§ Task prompt: Do not include the pictures; repeat the rest of the data exactly.

§ Rows from a pointing dataset:

↓↓↓

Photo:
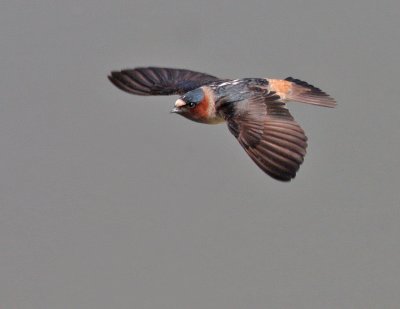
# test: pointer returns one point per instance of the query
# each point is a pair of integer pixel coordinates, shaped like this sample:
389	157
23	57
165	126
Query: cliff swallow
253	108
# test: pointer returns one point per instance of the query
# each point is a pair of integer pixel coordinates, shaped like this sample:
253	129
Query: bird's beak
178	104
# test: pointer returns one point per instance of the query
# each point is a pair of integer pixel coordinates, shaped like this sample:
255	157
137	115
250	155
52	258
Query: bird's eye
194	97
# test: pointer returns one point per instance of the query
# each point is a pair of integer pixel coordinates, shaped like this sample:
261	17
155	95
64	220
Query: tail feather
301	91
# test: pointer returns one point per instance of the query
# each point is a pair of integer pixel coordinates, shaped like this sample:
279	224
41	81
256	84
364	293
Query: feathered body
254	109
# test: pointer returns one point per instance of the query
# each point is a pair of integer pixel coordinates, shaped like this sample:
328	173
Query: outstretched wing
269	135
159	81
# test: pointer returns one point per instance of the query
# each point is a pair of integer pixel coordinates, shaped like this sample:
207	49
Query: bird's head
193	105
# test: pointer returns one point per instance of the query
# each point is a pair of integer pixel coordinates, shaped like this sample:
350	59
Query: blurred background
109	201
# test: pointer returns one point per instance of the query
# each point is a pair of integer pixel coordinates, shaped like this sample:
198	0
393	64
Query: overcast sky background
109	201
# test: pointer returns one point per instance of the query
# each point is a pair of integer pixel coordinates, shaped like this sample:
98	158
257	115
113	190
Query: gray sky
109	201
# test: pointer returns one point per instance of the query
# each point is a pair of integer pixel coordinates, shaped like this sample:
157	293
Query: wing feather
269	135
159	81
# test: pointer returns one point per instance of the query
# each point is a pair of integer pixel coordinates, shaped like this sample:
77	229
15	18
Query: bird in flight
253	108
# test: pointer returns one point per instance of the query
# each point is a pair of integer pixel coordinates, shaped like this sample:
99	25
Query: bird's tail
292	89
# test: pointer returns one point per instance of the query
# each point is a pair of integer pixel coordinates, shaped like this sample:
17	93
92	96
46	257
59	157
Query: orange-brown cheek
201	109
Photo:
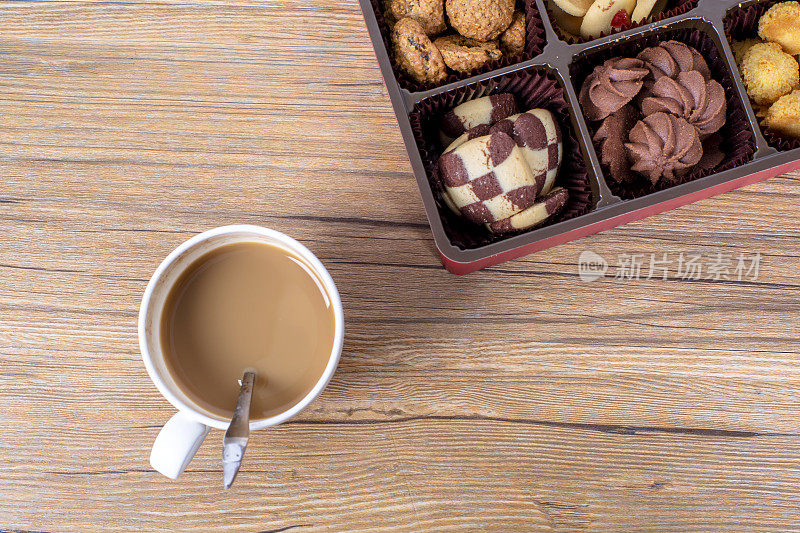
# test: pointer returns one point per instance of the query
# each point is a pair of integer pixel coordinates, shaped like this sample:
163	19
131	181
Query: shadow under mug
183	434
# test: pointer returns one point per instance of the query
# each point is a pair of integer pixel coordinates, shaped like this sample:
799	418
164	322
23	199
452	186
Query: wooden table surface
516	398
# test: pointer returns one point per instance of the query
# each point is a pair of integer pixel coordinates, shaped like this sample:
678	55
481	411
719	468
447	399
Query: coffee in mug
247	305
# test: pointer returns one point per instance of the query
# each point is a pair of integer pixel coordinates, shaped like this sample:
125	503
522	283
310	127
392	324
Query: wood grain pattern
516	398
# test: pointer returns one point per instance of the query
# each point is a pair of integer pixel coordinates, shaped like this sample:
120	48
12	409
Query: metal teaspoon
235	440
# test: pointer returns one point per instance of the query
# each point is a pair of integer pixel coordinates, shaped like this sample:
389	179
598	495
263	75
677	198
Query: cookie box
549	74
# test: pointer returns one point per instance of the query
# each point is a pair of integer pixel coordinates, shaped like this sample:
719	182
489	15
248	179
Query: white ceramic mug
183	434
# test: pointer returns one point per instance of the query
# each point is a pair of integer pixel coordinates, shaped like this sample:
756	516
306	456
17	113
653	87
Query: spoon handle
235	440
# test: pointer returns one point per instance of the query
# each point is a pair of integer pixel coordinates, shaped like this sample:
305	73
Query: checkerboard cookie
536	215
537	133
486	110
488	179
501	170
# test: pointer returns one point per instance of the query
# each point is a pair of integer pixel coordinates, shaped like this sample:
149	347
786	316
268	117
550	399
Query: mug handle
176	444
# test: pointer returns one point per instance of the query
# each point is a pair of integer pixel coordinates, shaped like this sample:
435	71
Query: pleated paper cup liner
742	23
738	143
673	8
536	87
534	44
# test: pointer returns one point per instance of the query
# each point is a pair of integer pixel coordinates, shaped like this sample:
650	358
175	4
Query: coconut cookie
784	115
781	24
428	13
415	53
769	73
483	20
464	54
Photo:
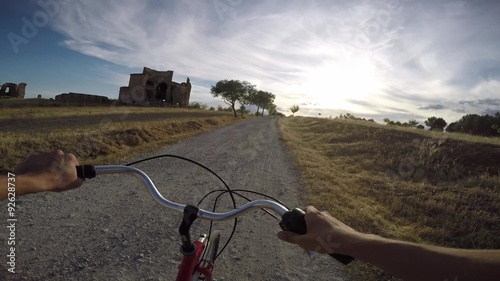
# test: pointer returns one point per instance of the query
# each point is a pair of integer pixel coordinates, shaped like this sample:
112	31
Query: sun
332	85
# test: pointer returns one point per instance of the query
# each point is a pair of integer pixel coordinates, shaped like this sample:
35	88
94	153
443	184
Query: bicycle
194	265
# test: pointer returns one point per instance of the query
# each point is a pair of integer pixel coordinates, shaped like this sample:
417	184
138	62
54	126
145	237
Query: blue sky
402	59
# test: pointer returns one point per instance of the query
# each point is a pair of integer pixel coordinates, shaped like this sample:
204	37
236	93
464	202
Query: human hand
49	171
325	234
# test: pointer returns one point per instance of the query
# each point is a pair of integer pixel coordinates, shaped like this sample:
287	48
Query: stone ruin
12	90
153	87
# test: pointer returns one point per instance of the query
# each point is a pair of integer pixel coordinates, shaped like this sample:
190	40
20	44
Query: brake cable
222	192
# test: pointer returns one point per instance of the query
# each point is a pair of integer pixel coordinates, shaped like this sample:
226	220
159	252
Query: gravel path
111	229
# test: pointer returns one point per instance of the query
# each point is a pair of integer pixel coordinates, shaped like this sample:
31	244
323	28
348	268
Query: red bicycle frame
189	262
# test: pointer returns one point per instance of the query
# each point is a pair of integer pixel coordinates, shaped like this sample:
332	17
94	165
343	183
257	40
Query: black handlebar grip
85	171
294	221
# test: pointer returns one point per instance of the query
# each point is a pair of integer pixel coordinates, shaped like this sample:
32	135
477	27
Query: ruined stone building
12	90
155	87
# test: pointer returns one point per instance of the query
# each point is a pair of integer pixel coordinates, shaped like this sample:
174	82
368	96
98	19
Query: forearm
422	262
22	184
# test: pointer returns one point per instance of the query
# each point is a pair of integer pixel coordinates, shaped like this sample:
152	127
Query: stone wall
153	87
12	90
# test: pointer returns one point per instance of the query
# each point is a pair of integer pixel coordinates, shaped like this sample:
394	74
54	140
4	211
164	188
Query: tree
412	123
245	97
231	91
436	123
272	109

↑↑↑

§ The result:
Photo:
# test: pointer returns one point per instance of the query
# each point is a pair of integer pixel coordinates, shaped like this sample:
389	157
23	57
165	126
Query: cliff swallow
253	108
# test: pointer returns one point per instance of the query
# each point is a pair of integer pixel coordinates, shaped like this sample:
253	129
Query: bird's beak
178	104
# test: pointer returns one point per instance of the query
# each point is a pair of integer pixel coordinates, shaped like this sample:
255	157
137	115
250	155
52	258
Query: bird's eye
194	97
# test: pointer returns one point per instance of the query
# each point is a pair of integer pixel coordinates, shaped like this sample:
261	17
155	95
64	220
Query: tail feather
301	91
# test: pointer returns one point per instance of the query
# each point is a pair of integer pixel coordinates, shaped like this sample:
279	224
41	81
256	84
364	293
Query: feathered body
254	109
# test: pointer returns one point per instance of the query
# each point is a pair of integer pixel coordinates, shaped like this sample:
328	173
Query: outstretched wing
269	135
159	81
# test: pointer returns one point per instance of the query
# each point is a pair of integer pixel coordinates, shaped like this sample:
207	49
Query: bird's head
193	105
# test: pointer returns one point per instance of the query
# each point is a pair of integer pixel coordinates, shaped like this sample:
350	59
Query: blurred background
109	201
# test: pointer returns one point per instance of the query
# each point is a pair of integer pixel coordinates, shaped like this sample:
198	0
393	64
Query: overcast sky background
109	201
# test: pointer returns one point per instance of the query
# each point is a pair of integer pixel coordinates, shaped like this sample:
98	158
257	115
113	190
Query: gray sky
109	201
# test: pointer returns one point per instance of the query
# each point is a pair of integer pixel coordinates, shaped like this sample:
157	293
Query: wing feather
269	135
159	81
# test: pointer returns one point per instance of the query
# each point is a pair of integer pixel coordinates, shaped like this sample:
77	229
15	18
Query: bird in flight
253	108
# test: pointer returns one point per instance of the query
# each point is a pair of integer pixel coordinates, shaped like this sample:
99	25
Query: bird's tail
292	89
# test: pointer returns one point per instance of the query
# each point is a pair of integer pixel coordinates, shaped like this sample:
17	93
92	96
46	257
59	157
Query: orange-brown cheek
201	109
Photo:
# test: pointer returns one point per instance of the query
# each point is a pair of integer pixel coordinates, shaped like this sample:
163	19
131	181
Query: shadow under mug
183	434
# test: pointer returns one point per instance of the query
# each point is a pair of integer pixel coordinates, shaped like this sample:
799	418
164	322
23	199
452	186
Query: wooden table surface
516	398
# test: pointer returns one point per instance of the query
# each point is a pair of integer pixel coordinates, shaped like this sample:
678	55
481	411
719	468
447	399
Query: coffee in mug
247	305
# test: pointer returns one point per instance of the query
# each point is a pair of integer pixel coordinates, shaped like this sample:
125	503
522	283
310	127
392	324
Query: wood grain pattern
516	398
# test: pointer returns one point per instance of the query
# each point is a pair of integer pixel coordinates, shaped like this sample:
120	48
12	409
Query: metal teaspoon
235	440
# test: pointer returns one point per instance of the query
# each point is a pair of integer pixel coordinates, shaped like this sample:
389	179
598	495
263	75
677	198
Query: cookie box
549	74
# test: pointer returns one point per instance of the query
# each point is a pair of integer pixel coordinates, shaped like this sample:
719	182
489	15
248	179
Query: white ceramic mug
183	434
# test: pointer returns one point per instance of the query
# each point is a pair of integer pixel coordinates, shaped like this sample:
756	516
306	456
17	113
653	87
Query: spoon handle
235	440
# test: pointer returns one point per instance of the query
# each point is a pair of integer pixel coordinates, shaped like this sample:
305	73
Query: checkerboard cookie
536	215
537	133
486	110
488	179
501	170
# test: pointer returns one point per instance of the query
# each point is a pair of integer pixel coordinates, shaped like this sample:
149	347
786	316
268	117
550	399
Query: mug handle
176	444
# test: pointer returns one point per instance of the query
# each point is a pair of integer pixel coordinates, shaped like this sample:
435	71
Query: pleated paper cup liner
742	23
738	143
673	8
536	87
534	44
# test: pointer returns one point per instance of the query
# each point is a pair of integer pixel coordinates, shaped like this sample:
650	358
175	4
Query: coconut cookie
784	115
781	24
428	13
415	53
769	73
483	20
464	54
Photo:
# test: pointer returns one point per instance of the query
# each point is a pair of integer pixel coordinates, shaped like this sample:
112	31
Query: sun
332	85
# test: pointer returns one point per instance of the query
# each point is a pair of integer pixel coordinates, shaped like this sample:
35	88
94	153
443	184
Query: bicycle
194	265
# test: pointer returns one point per instance of the query
# each point is a pair of integer pixel coordinates, shaped like this sample:
417	184
138	62
54	126
145	237
Query: blue sky
402	59
# test: pointer returns one point per instance of the query
# each point is a pair of integer pixel coordinates, shaped like this sample:
204	37
236	93
464	202
Query: human hand
49	171
325	234
# test: pointer returns one point per instance of the query
# each point is a pair of integer pixel coordinates, shaped like this sample:
287	48
Query: stone ruin
12	90
153	87
# test: pointer returns one point per instance of the query
# each point is a pair of integer pixel coordinates, shaped like this sample:
190	40
20	44
Query: brake cable
222	192
# test: pointer returns one point per instance of the query
# each point is a pair of integer pixel coordinates, shaped like this sample:
226	220
159	252
Query: gravel path
111	229
# test: pointer returns one point per instance of the query
# each point is a pair of integer pixel coordinates, shaped like this sample:
31	244
323	28
348	268
Query: red bicycle frame
189	262
# test: pointer returns one point per instance of the query
# each point is a pair of integer pixel coordinates, shaped like this sample:
332	17
94	165
343	183
257	40
Query: black handlebar grip
85	171
294	221
# test: pointer returns one point per instance of the query
# each point is a pair of integer pixel coordinates, shaped like this sample:
32	135
477	27
Query: ruined stone building
12	90
155	87
# test: pointer returns one point per instance of the query
# each point is a pair of integer pixel coordinates, shaped like this sample:
174	82
368	96
98	19
Query: forearm
422	262
22	184
# test: pointer returns one point per instance of the query
# each point is a pair of integer pixel coordinates, shaped like this sample:
152	127
Query: stone wall
153	87
12	90
# test: pointer returns one point per instance of the query
# each point is a pair of integer pixel coordinates, shaped like this sample:
394	74
54	140
4	211
164	188
Query: tree
412	123
245	97
231	91
436	123
272	109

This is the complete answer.